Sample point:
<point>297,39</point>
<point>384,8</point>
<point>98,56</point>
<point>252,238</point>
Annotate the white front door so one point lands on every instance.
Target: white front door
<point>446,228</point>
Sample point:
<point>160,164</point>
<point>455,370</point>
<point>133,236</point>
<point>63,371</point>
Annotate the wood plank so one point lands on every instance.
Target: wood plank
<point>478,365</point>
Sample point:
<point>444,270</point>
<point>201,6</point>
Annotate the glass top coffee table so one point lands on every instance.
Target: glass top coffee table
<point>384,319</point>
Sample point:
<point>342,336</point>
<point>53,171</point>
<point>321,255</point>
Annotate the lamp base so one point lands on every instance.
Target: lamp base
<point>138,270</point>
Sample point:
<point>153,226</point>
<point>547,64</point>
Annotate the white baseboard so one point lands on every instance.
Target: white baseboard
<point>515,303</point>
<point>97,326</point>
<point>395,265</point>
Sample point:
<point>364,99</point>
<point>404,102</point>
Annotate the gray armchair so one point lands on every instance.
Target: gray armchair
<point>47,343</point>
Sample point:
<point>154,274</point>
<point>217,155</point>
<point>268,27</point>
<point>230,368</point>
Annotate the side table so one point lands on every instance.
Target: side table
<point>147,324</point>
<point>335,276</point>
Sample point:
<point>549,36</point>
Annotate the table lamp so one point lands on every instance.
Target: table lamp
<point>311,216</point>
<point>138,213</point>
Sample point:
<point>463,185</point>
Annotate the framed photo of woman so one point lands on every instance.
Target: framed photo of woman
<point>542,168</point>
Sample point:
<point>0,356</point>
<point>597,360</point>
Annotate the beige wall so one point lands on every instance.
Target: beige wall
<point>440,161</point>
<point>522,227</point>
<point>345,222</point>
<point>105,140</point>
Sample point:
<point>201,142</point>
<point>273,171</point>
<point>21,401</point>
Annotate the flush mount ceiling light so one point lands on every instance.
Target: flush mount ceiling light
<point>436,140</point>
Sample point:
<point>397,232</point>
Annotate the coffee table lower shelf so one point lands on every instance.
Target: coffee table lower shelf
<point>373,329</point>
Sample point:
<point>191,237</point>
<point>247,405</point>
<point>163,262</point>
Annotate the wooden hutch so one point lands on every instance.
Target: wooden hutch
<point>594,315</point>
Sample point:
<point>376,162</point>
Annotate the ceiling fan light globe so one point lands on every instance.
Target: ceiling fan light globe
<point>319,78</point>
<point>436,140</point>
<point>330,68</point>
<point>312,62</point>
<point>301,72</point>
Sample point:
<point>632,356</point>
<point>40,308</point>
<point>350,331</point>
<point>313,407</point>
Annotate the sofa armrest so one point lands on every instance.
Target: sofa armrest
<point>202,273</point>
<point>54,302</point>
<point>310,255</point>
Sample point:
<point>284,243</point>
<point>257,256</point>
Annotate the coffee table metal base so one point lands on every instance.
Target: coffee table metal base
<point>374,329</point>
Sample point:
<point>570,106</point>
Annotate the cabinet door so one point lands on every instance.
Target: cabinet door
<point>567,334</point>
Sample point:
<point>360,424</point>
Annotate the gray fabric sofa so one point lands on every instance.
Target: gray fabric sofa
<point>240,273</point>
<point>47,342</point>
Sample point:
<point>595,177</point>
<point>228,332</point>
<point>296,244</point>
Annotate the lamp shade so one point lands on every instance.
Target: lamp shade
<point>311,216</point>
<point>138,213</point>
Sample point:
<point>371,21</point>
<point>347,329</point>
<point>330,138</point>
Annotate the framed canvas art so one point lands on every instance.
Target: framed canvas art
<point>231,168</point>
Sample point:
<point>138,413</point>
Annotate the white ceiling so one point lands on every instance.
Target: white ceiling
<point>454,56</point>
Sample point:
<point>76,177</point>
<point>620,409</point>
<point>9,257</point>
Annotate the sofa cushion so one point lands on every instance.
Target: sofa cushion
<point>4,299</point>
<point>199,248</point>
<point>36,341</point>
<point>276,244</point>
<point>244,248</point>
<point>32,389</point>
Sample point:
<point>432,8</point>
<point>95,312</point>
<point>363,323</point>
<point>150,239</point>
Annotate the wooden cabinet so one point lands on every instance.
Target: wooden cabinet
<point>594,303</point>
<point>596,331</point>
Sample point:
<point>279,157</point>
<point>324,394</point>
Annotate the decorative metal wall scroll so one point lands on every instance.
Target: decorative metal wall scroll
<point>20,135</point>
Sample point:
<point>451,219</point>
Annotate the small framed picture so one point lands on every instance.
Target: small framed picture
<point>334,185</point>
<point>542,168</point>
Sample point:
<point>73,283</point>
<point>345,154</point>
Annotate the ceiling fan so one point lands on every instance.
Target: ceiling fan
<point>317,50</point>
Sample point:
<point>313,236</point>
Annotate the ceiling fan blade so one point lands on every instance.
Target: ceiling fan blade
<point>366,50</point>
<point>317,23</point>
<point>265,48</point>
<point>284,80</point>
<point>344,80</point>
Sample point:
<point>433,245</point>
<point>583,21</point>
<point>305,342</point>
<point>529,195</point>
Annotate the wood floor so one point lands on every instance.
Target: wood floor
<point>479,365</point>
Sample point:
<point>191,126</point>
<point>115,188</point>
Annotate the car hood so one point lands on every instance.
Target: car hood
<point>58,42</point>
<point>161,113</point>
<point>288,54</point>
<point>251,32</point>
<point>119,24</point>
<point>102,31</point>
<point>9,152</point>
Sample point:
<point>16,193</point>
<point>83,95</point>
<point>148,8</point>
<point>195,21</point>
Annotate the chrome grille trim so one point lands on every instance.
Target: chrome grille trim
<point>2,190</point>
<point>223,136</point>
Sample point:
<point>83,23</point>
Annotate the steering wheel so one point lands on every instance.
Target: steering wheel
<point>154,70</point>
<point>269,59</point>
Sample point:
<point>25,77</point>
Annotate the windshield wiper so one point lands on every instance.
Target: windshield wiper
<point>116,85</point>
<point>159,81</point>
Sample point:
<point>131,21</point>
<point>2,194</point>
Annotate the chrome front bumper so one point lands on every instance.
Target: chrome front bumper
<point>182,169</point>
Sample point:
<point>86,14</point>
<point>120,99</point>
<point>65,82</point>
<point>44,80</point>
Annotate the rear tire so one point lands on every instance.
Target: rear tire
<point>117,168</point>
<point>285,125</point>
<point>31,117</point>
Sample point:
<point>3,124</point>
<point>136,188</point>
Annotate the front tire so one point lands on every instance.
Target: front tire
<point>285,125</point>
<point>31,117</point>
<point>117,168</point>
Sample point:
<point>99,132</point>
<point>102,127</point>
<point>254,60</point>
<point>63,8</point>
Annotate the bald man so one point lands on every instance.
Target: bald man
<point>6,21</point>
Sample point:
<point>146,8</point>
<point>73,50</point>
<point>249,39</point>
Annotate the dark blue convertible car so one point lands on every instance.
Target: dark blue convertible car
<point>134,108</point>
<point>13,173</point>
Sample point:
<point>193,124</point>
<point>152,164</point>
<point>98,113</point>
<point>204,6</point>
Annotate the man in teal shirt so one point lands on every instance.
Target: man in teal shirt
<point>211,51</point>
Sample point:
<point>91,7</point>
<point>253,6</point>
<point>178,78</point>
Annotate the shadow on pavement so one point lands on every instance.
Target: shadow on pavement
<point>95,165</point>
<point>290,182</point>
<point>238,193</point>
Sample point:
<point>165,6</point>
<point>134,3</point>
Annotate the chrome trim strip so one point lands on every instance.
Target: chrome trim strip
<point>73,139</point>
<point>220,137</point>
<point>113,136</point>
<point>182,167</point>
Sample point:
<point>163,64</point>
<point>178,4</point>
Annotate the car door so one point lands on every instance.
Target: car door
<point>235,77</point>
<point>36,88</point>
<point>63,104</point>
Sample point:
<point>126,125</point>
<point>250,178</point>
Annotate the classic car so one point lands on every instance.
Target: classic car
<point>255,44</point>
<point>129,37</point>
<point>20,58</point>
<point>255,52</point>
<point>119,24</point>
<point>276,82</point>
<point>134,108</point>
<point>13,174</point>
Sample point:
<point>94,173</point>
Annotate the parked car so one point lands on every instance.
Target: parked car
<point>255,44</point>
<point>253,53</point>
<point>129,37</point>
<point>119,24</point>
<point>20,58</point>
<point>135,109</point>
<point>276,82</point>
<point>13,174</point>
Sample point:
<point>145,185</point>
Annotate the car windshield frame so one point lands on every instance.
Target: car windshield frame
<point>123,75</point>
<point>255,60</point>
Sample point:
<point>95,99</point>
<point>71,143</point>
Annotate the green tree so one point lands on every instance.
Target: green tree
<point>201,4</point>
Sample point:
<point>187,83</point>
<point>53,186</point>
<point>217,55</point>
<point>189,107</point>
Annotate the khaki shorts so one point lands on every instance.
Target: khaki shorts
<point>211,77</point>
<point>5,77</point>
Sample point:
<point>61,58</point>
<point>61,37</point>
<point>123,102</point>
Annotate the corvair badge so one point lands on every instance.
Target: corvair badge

________

Take from the listing above each line in which the string "badge" is found.

--- RESULT ---
Annotate the corvair badge so one point lands on every instance.
Target: corvair badge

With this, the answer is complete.